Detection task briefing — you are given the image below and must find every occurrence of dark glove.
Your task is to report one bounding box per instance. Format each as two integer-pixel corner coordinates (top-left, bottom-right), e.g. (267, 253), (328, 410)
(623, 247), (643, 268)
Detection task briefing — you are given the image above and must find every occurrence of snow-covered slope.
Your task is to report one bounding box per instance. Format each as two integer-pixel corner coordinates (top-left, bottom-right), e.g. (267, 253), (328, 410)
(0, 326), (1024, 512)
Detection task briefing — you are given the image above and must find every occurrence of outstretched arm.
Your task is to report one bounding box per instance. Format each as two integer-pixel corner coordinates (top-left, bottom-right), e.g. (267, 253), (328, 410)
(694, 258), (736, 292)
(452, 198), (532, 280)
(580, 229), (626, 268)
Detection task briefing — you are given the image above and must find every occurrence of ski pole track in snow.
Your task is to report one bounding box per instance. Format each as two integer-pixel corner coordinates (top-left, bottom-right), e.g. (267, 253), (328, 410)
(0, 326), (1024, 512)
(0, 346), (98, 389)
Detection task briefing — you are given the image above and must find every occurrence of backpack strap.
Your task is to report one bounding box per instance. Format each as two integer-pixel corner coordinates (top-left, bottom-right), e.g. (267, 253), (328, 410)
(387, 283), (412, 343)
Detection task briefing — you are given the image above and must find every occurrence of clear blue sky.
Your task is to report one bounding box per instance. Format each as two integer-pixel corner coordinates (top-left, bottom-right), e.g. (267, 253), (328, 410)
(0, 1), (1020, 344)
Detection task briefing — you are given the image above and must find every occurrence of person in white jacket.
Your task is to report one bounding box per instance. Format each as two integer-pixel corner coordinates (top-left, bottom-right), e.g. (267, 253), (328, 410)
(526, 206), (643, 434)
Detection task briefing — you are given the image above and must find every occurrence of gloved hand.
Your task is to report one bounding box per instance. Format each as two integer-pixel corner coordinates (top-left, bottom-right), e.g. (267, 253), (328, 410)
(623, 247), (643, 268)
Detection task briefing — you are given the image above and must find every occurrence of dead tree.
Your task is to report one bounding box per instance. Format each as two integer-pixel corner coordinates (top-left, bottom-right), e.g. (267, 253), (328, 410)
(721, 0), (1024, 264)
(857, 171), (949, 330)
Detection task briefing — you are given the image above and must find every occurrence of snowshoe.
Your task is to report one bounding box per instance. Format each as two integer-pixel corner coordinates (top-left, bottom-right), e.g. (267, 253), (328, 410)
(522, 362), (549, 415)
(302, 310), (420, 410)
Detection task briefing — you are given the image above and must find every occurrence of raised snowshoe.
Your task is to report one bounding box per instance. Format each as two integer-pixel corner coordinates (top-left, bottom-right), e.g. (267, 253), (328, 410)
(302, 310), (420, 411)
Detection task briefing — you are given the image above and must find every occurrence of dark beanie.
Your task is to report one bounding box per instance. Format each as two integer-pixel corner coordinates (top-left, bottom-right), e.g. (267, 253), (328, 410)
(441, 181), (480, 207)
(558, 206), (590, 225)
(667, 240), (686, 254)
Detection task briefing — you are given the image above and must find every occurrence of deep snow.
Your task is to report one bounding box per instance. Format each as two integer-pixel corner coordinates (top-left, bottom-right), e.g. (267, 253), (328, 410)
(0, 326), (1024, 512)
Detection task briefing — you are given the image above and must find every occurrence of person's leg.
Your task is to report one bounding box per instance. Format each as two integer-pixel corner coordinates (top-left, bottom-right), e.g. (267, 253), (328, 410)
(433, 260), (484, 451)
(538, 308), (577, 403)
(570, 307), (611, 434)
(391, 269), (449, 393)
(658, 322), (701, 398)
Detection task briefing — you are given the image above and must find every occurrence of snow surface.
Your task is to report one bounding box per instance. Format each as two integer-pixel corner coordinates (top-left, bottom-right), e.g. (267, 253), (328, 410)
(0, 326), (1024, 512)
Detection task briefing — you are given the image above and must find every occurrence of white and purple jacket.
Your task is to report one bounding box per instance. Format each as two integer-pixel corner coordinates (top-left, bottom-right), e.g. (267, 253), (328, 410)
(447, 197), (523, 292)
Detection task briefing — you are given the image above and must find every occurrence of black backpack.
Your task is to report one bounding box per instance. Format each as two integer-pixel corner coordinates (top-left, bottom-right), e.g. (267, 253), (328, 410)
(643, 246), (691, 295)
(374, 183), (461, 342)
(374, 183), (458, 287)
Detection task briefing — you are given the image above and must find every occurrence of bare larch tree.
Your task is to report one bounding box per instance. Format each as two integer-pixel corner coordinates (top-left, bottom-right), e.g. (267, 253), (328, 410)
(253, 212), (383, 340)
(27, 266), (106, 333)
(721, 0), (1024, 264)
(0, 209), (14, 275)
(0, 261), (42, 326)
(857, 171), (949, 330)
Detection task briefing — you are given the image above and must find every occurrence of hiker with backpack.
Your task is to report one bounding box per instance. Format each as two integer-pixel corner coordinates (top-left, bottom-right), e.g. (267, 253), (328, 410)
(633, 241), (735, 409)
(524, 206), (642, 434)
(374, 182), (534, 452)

What needs to be done: From the listing above, extract every line that contains the word "backpack".

The reply:
Detection task briefing — you are given the image above and must find every occurrence of backpack strap.
Detection task briefing — you are given the image above and must find every occurrence of black backpack.
Detection task briefing — you are given the image above and must find every occurrence of hiker with backpack.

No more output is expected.